Your instructions:
Return exactly the lines of the data below, from the one that contains "Could you point out the jar" through the final line, and leave out every picture.

Pointing dataset excerpts

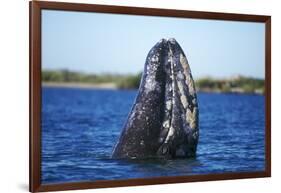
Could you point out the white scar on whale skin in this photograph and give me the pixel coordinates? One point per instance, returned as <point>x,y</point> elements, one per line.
<point>187,73</point>
<point>190,116</point>
<point>171,129</point>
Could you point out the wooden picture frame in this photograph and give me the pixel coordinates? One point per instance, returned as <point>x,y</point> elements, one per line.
<point>36,7</point>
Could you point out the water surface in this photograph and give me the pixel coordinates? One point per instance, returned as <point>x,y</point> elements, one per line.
<point>81,126</point>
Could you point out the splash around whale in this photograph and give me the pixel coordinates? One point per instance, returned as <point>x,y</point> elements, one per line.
<point>163,121</point>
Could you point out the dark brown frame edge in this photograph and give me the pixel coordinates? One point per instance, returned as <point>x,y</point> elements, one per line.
<point>35,8</point>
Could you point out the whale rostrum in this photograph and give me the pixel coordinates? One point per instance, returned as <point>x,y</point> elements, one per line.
<point>163,121</point>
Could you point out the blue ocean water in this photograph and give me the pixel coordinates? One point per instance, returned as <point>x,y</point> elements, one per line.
<point>81,126</point>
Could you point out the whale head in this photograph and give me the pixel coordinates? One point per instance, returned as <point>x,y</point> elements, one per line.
<point>163,121</point>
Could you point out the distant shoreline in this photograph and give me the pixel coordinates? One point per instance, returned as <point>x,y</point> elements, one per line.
<point>113,86</point>
<point>79,85</point>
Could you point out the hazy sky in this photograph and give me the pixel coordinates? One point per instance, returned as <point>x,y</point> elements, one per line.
<point>112,43</point>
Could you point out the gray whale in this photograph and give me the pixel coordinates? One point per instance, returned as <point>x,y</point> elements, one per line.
<point>163,121</point>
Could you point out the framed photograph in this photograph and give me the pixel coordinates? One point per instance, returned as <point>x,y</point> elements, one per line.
<point>125,96</point>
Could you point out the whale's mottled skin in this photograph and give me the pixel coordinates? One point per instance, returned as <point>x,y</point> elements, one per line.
<point>163,121</point>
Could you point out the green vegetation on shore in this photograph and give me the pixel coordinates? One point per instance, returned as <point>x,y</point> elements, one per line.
<point>239,84</point>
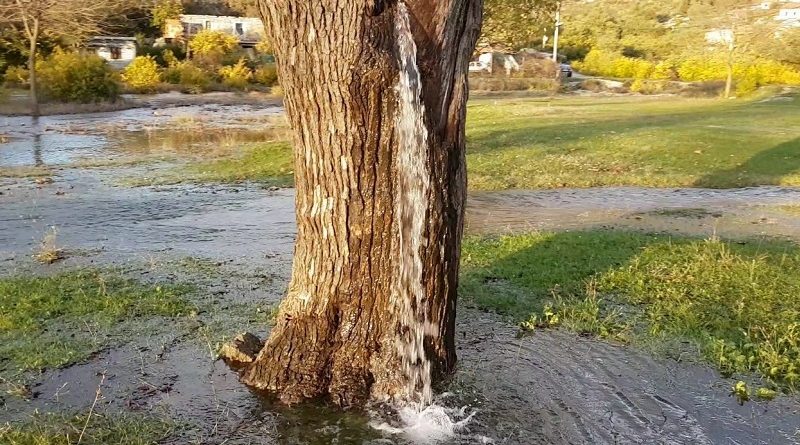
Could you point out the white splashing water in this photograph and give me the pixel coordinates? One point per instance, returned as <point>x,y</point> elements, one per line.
<point>418,417</point>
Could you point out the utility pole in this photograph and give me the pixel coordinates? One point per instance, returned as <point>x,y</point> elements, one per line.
<point>555,33</point>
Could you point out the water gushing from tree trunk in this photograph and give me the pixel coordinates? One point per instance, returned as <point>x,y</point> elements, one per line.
<point>411,206</point>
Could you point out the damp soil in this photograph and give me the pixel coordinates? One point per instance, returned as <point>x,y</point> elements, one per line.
<point>549,387</point>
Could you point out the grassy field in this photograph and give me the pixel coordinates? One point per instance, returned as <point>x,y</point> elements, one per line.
<point>525,143</point>
<point>98,429</point>
<point>736,303</point>
<point>55,321</point>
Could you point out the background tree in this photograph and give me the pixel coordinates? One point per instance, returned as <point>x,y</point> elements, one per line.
<point>516,24</point>
<point>37,19</point>
<point>341,330</point>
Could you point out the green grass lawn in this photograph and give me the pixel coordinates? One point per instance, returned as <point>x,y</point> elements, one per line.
<point>55,321</point>
<point>525,143</point>
<point>646,141</point>
<point>738,303</point>
<point>57,429</point>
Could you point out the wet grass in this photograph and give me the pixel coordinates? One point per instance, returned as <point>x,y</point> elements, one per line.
<point>737,303</point>
<point>25,172</point>
<point>57,429</point>
<point>49,322</point>
<point>663,142</point>
<point>268,163</point>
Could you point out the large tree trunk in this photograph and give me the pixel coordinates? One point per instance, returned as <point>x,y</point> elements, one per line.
<point>376,258</point>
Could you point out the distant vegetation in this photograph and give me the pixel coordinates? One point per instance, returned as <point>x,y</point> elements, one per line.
<point>654,41</point>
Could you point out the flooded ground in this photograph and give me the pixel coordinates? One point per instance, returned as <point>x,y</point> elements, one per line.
<point>549,387</point>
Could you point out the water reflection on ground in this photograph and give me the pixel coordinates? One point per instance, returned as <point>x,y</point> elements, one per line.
<point>552,387</point>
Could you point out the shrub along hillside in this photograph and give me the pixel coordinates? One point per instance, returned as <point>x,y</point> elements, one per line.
<point>217,64</point>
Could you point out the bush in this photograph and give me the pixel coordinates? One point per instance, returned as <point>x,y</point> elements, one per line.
<point>236,76</point>
<point>212,46</point>
<point>266,75</point>
<point>188,75</point>
<point>142,74</point>
<point>643,86</point>
<point>16,77</point>
<point>76,77</point>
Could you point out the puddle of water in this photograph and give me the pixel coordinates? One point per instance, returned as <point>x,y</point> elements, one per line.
<point>188,130</point>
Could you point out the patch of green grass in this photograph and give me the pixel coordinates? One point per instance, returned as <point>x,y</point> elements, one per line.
<point>55,321</point>
<point>525,143</point>
<point>269,163</point>
<point>55,429</point>
<point>585,142</point>
<point>739,303</point>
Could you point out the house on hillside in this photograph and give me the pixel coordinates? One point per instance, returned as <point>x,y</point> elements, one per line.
<point>118,51</point>
<point>248,30</point>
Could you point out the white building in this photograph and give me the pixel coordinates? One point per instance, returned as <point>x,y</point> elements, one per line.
<point>248,30</point>
<point>118,51</point>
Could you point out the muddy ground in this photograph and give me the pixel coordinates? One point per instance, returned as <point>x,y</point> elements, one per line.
<point>235,242</point>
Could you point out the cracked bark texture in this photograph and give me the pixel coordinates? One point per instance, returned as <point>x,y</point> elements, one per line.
<point>336,332</point>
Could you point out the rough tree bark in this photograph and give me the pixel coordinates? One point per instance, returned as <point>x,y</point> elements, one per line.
<point>338,327</point>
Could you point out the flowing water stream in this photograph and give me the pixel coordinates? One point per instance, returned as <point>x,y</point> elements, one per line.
<point>421,417</point>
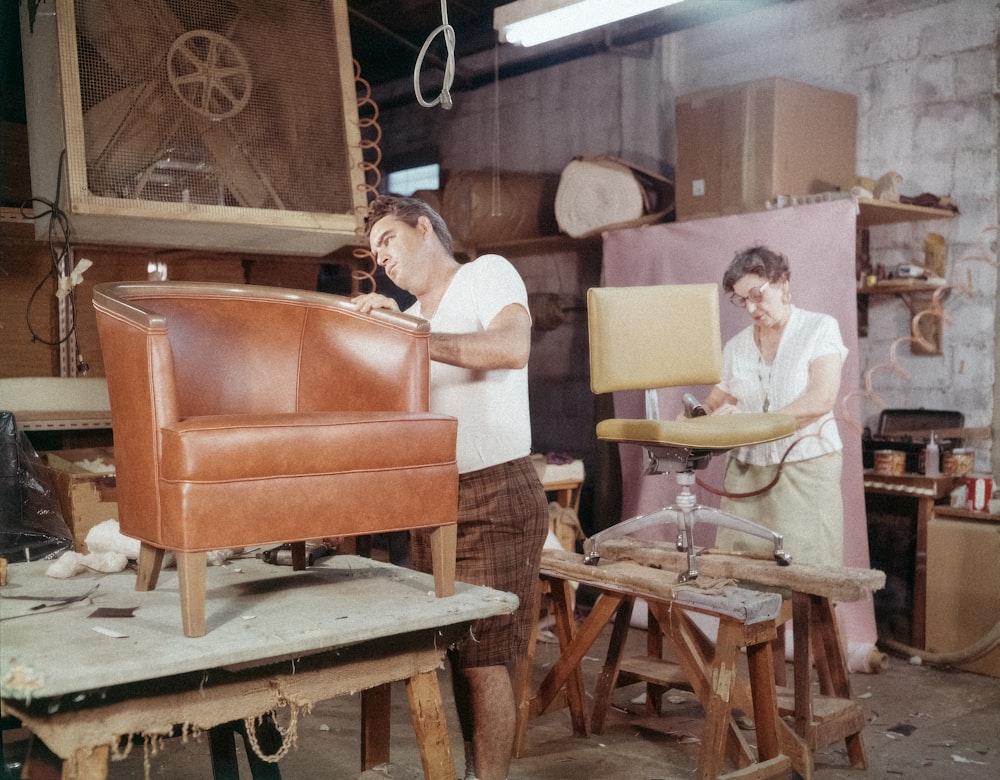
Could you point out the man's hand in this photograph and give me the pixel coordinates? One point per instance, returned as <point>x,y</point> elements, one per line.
<point>369,301</point>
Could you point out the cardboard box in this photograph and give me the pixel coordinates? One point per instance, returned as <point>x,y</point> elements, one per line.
<point>87,496</point>
<point>963,586</point>
<point>740,146</point>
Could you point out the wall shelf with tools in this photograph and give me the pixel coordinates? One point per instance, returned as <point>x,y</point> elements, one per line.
<point>918,294</point>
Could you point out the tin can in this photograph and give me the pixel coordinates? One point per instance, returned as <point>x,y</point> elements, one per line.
<point>958,462</point>
<point>980,489</point>
<point>891,462</point>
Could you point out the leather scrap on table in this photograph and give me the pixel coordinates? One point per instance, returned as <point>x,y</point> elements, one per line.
<point>930,200</point>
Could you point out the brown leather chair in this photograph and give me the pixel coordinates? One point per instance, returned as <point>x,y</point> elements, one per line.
<point>248,416</point>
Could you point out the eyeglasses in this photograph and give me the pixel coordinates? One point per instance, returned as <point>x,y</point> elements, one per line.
<point>754,295</point>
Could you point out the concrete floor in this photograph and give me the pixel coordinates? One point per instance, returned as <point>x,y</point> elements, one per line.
<point>922,723</point>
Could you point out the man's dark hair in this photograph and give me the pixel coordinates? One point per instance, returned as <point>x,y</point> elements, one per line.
<point>408,210</point>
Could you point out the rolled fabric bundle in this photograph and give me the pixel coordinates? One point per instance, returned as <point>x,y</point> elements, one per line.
<point>482,208</point>
<point>605,193</point>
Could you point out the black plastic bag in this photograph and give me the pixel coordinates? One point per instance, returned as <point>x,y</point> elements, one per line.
<point>32,526</point>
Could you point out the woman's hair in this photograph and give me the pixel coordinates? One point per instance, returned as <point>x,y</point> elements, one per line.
<point>757,260</point>
<point>408,210</point>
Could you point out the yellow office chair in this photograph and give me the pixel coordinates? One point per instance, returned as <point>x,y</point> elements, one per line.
<point>644,338</point>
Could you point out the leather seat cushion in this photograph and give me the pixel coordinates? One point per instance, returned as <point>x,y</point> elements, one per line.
<point>242,447</point>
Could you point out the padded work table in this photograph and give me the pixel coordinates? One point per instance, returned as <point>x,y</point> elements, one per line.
<point>277,639</point>
<point>747,621</point>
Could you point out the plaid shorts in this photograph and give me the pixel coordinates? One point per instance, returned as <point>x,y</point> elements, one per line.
<point>503,518</point>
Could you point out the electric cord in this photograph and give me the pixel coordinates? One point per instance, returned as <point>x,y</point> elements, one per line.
<point>979,648</point>
<point>444,97</point>
<point>59,240</point>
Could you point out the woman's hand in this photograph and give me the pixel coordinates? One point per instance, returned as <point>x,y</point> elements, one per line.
<point>369,301</point>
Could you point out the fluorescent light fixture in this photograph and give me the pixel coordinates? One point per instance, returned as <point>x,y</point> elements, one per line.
<point>530,22</point>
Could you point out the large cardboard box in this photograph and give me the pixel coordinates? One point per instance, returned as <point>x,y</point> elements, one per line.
<point>742,145</point>
<point>963,584</point>
<point>85,483</point>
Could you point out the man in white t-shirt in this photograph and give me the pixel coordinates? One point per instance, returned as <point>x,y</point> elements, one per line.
<point>479,345</point>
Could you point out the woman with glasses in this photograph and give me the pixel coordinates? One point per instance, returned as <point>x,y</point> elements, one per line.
<point>788,361</point>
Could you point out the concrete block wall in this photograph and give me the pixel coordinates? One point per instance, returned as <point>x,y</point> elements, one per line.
<point>925,74</point>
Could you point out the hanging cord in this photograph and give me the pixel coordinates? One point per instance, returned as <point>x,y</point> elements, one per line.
<point>496,210</point>
<point>444,98</point>
<point>59,243</point>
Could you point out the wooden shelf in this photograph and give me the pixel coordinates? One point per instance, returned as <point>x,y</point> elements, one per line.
<point>884,212</point>
<point>538,245</point>
<point>897,287</point>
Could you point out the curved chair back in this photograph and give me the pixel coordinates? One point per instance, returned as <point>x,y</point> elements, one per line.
<point>657,336</point>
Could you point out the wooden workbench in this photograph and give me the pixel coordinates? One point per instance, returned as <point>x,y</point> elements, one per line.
<point>747,623</point>
<point>280,641</point>
<point>812,591</point>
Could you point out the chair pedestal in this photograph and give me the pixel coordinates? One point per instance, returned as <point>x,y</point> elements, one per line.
<point>685,514</point>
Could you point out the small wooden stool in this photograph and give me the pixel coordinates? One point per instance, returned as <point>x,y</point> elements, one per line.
<point>746,623</point>
<point>820,720</point>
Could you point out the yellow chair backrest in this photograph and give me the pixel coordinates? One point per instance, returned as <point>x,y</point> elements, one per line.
<point>654,336</point>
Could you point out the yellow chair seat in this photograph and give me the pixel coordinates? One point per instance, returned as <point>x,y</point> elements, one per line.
<point>722,432</point>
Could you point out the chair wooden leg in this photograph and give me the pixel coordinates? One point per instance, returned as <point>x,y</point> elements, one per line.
<point>607,679</point>
<point>298,556</point>
<point>150,562</point>
<point>376,708</point>
<point>430,726</point>
<point>192,577</point>
<point>444,541</point>
<point>522,677</point>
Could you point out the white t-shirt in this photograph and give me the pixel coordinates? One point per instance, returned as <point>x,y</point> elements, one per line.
<point>494,424</point>
<point>807,336</point>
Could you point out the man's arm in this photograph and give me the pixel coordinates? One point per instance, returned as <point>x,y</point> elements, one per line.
<point>506,343</point>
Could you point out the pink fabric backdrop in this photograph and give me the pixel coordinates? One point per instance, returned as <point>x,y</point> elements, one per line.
<point>819,242</point>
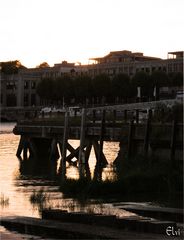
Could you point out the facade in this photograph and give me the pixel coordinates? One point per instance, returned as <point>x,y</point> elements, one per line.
<point>130,63</point>
<point>19,90</point>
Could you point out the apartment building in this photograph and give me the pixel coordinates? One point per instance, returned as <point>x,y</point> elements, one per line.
<point>130,63</point>
<point>20,89</point>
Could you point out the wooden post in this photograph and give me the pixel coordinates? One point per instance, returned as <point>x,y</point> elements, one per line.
<point>25,149</point>
<point>130,138</point>
<point>137,115</point>
<point>172,144</point>
<point>125,115</point>
<point>146,137</point>
<point>94,115</point>
<point>88,151</point>
<point>114,116</point>
<point>20,147</point>
<point>82,139</point>
<point>64,148</point>
<point>32,147</point>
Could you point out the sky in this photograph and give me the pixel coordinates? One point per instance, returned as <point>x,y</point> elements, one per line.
<point>36,31</point>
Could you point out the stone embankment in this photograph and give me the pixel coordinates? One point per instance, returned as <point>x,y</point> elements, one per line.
<point>66,225</point>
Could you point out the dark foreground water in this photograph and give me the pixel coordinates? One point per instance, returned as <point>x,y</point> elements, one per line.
<point>16,190</point>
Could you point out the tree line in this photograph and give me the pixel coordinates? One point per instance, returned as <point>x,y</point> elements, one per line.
<point>101,89</point>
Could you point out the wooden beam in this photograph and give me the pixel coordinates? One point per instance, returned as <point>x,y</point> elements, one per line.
<point>64,149</point>
<point>82,140</point>
<point>131,125</point>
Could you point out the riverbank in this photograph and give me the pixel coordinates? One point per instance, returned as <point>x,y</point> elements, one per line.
<point>75,230</point>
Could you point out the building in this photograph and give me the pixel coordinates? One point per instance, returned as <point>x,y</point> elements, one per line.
<point>20,89</point>
<point>130,63</point>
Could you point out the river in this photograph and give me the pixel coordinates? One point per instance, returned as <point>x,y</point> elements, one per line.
<point>16,190</point>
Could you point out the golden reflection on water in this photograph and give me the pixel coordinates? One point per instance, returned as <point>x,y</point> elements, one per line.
<point>18,191</point>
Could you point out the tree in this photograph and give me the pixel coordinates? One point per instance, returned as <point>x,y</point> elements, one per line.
<point>143,80</point>
<point>159,79</point>
<point>121,87</point>
<point>45,89</point>
<point>176,79</point>
<point>101,86</point>
<point>82,88</point>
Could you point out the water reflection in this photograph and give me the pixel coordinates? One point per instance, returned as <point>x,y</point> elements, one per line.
<point>19,179</point>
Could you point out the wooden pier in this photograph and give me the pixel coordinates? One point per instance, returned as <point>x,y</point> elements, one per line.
<point>44,140</point>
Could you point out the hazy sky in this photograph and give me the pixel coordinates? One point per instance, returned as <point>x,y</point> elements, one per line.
<point>34,31</point>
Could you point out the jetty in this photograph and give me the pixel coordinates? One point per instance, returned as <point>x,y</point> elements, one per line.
<point>45,140</point>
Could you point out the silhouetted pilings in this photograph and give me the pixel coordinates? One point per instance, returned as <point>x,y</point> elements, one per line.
<point>47,141</point>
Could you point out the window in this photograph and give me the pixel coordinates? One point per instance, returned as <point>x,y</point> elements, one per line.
<point>10,85</point>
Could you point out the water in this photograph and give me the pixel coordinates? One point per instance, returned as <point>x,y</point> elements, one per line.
<point>15,192</point>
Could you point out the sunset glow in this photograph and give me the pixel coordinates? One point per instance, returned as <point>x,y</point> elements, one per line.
<point>34,31</point>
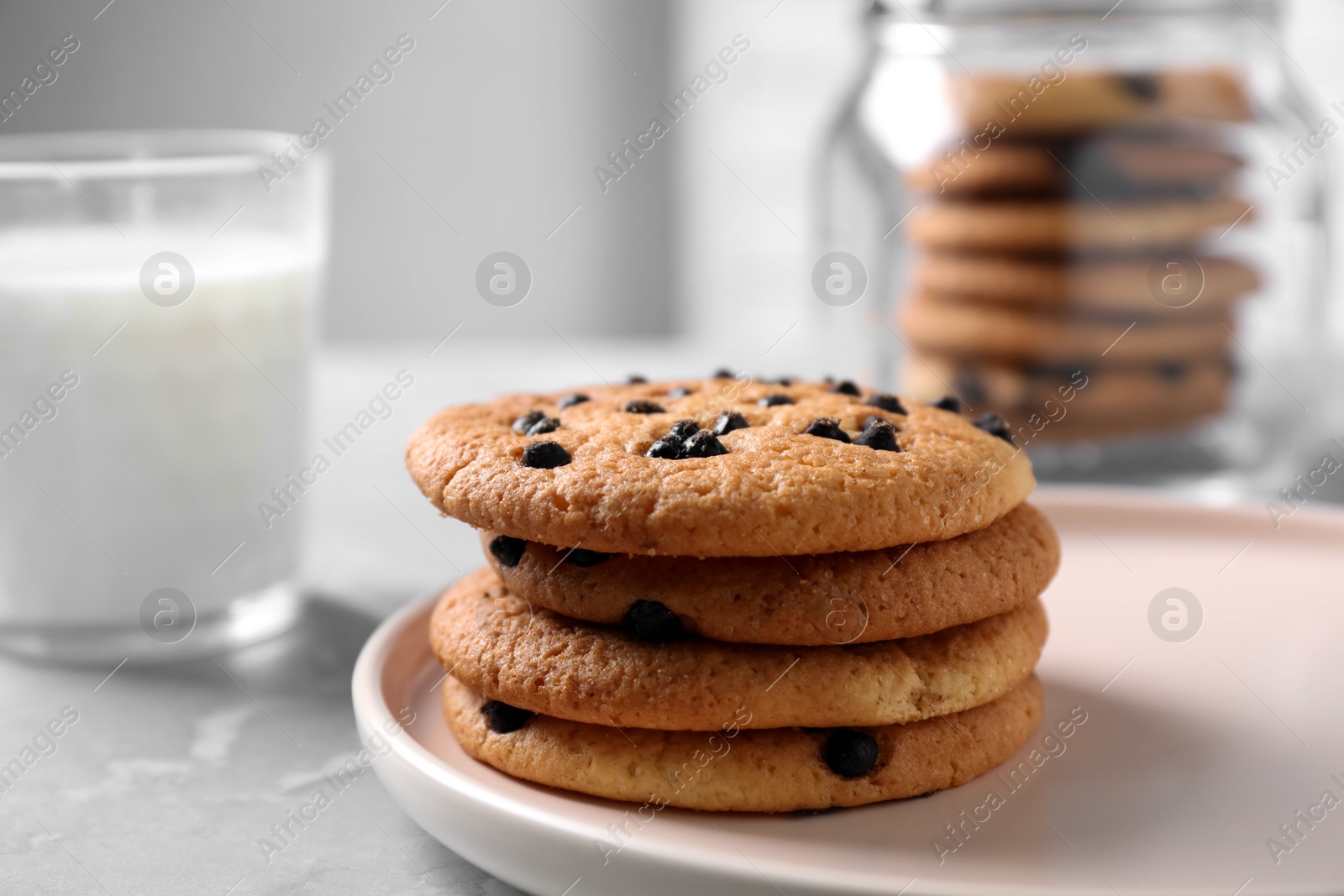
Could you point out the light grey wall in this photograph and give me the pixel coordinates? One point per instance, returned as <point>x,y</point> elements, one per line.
<point>495,121</point>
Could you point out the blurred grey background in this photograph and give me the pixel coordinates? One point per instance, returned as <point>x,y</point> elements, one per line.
<point>488,136</point>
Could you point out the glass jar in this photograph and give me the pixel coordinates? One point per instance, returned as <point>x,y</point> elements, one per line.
<point>1104,222</point>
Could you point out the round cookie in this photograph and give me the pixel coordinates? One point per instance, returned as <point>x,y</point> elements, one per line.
<point>1109,165</point>
<point>1023,103</point>
<point>811,600</point>
<point>1082,403</point>
<point>774,490</point>
<point>1058,226</point>
<point>544,663</point>
<point>964,329</point>
<point>1210,286</point>
<point>736,770</point>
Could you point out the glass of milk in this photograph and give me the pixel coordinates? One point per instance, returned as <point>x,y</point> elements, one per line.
<point>156,313</point>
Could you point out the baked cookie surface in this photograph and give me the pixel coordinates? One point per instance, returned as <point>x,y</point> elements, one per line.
<point>810,600</point>
<point>763,486</point>
<point>1090,100</point>
<point>501,647</point>
<point>1109,165</point>
<point>965,329</point>
<point>1086,224</point>
<point>1209,288</point>
<point>759,770</point>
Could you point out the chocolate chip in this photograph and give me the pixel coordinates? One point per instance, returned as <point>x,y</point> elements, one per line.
<point>542,426</point>
<point>501,718</point>
<point>508,550</point>
<point>879,436</point>
<point>886,402</point>
<point>665,449</point>
<point>705,443</point>
<point>682,430</point>
<point>1173,371</point>
<point>570,401</point>
<point>523,422</point>
<point>995,425</point>
<point>546,456</point>
<point>585,558</point>
<point>851,754</point>
<point>949,403</point>
<point>729,421</point>
<point>1142,86</point>
<point>827,427</point>
<point>652,621</point>
<point>671,446</point>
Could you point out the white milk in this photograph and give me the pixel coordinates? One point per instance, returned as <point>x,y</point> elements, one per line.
<point>151,469</point>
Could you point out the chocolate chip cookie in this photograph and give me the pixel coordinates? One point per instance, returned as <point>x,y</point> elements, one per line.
<point>810,600</point>
<point>717,468</point>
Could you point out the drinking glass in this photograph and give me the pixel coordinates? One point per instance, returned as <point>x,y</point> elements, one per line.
<point>156,307</point>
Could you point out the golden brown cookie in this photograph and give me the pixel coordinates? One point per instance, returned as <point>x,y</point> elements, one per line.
<point>1085,224</point>
<point>1082,403</point>
<point>1205,288</point>
<point>811,600</point>
<point>494,642</point>
<point>1021,103</point>
<point>776,490</point>
<point>965,329</point>
<point>1108,165</point>
<point>737,770</point>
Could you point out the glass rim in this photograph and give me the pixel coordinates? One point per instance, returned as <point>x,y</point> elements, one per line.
<point>991,11</point>
<point>141,154</point>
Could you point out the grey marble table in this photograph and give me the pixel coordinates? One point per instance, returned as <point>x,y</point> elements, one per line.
<point>168,778</point>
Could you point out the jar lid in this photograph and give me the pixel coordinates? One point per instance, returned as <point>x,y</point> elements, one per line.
<point>985,9</point>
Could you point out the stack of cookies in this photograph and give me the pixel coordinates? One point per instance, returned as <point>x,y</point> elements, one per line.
<point>734,595</point>
<point>1063,251</point>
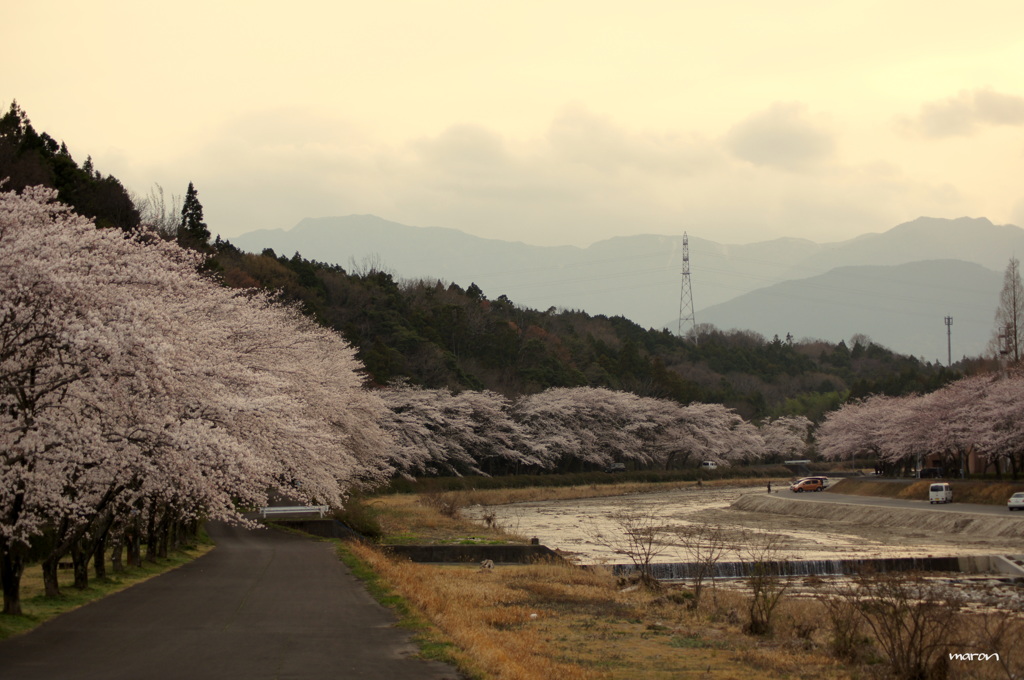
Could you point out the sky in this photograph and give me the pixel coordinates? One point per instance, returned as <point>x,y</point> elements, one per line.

The answer:
Could you point out the jar lid in this photograph and give me the pixel coordinates? One point per instance, returned as <point>x,y</point> elements, one per line.
<point>985,9</point>
Could you point out the stack of cookies in this photograph and give me the pixel coordinates? One point per instance, returned as <point>x,y</point> elements, one per line.
<point>734,595</point>
<point>1063,251</point>
Could you point out the sky in this photograph and give me the pixel coordinates? One point per instance, returned as <point>x,y</point> elements, one per line.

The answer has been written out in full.